- Assignment
Give back all of the data verbatim.

====== Source records

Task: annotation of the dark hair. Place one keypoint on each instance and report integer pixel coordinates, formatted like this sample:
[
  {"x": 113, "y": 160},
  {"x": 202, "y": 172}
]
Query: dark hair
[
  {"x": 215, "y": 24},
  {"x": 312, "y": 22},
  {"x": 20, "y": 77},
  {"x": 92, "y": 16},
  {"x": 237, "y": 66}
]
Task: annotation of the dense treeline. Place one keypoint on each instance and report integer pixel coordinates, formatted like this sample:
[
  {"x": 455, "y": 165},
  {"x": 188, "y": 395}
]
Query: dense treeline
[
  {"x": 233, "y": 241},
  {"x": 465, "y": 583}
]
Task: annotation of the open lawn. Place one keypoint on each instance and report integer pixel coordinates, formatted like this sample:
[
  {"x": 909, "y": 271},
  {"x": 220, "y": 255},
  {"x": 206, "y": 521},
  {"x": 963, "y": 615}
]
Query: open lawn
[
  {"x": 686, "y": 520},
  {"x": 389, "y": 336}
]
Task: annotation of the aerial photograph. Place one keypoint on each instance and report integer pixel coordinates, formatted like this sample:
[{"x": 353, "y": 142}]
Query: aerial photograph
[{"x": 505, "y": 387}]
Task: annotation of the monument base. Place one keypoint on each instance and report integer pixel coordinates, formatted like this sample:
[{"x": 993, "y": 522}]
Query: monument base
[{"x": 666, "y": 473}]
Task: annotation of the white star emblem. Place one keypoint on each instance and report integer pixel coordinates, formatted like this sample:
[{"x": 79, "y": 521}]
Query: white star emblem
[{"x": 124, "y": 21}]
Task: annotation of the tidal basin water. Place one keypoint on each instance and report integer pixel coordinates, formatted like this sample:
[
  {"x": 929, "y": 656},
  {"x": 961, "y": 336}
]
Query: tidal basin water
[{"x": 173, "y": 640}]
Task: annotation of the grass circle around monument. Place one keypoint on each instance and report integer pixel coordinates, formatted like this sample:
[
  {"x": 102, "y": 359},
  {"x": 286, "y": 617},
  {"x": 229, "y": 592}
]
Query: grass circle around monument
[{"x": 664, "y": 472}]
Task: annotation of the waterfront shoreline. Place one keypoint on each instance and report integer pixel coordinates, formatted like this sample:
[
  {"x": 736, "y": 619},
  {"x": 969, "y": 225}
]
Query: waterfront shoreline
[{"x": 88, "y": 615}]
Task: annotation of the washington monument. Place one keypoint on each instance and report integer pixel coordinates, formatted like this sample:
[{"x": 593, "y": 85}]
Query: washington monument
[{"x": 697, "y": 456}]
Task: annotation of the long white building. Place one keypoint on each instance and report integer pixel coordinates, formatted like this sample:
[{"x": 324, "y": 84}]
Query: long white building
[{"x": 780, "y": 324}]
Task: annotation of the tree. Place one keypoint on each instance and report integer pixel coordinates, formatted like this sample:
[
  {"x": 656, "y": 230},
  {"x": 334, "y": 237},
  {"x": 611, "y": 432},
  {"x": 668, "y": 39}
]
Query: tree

============

- Task solution
Task: annotation of the dark hair. Place one keypoint on each instance and report integer pixel coordinates, formatted like this sample:
[
  {"x": 113, "y": 160},
  {"x": 202, "y": 172}
]
Query: dark hair
[
  {"x": 215, "y": 24},
  {"x": 312, "y": 22},
  {"x": 20, "y": 77},
  {"x": 92, "y": 16},
  {"x": 237, "y": 66}
]
Task: annotation of the dense treeline. Place one keypoint on each instance and report integer pixel coordinates, formatted like this sample:
[
  {"x": 455, "y": 165},
  {"x": 188, "y": 395}
]
Query: dense treeline
[
  {"x": 233, "y": 241},
  {"x": 465, "y": 583}
]
Task: annotation of the open lawn. Place one keypoint on each instance and report integer pixel coordinates, formatted like this sample:
[
  {"x": 909, "y": 271},
  {"x": 220, "y": 255},
  {"x": 206, "y": 521},
  {"x": 963, "y": 615}
]
Query: open lawn
[
  {"x": 686, "y": 520},
  {"x": 389, "y": 336}
]
Task: annotation of the aerial photograph. Place one keypoint on each instance and report integer pixel coordinates, formatted like this sample:
[{"x": 353, "y": 142}]
Query: aerial photograph
[{"x": 505, "y": 387}]
Task: annotation of the monument base. Place one keypoint on each instance and report integer pixel coordinates, formatted like this sample:
[{"x": 993, "y": 522}]
Query: monument base
[{"x": 666, "y": 473}]
Task: annotation of the white star emblem. Place one keypoint on each instance and report integer pixel coordinates, formatted like this sample:
[{"x": 79, "y": 521}]
Query: white star emblem
[{"x": 124, "y": 21}]
Task: annotation of the tidal basin water. Place one keypoint on each instance and report integer pixel coordinates, formatted like this sample:
[
  {"x": 929, "y": 656},
  {"x": 961, "y": 336}
]
Query: tidal basin water
[{"x": 173, "y": 640}]
Task: annotation of the grass circle around monument. Place one keypoint on each instance and report integer pixel coordinates, formatted like this sample:
[
  {"x": 102, "y": 359},
  {"x": 286, "y": 617},
  {"x": 229, "y": 592}
]
Query: grass circle around monument
[{"x": 664, "y": 472}]
Task: annotation of the waterfront shoreline. Place one keypoint on each instance and report integer pixel coordinates, formatted like this sample:
[
  {"x": 736, "y": 619},
  {"x": 969, "y": 225}
]
Query: waterfront shoreline
[{"x": 88, "y": 615}]
Task: annotation of the washington monument. Place one keypoint on each instance and report integer pixel coordinates, formatted like this sample:
[{"x": 593, "y": 85}]
Query: washington monument
[{"x": 697, "y": 456}]
Task: annotation of the long white building. Place one keypoint on each instance and report integer pixel coordinates, formatted like this sample:
[{"x": 324, "y": 84}]
Query: long white building
[{"x": 780, "y": 324}]
Task: annotation of the tree. Place one keypoint on each instance and report integer pixel coordinates, formatted like this sample:
[
  {"x": 656, "y": 230},
  {"x": 334, "y": 237},
  {"x": 611, "y": 432},
  {"x": 668, "y": 39}
]
Query: tree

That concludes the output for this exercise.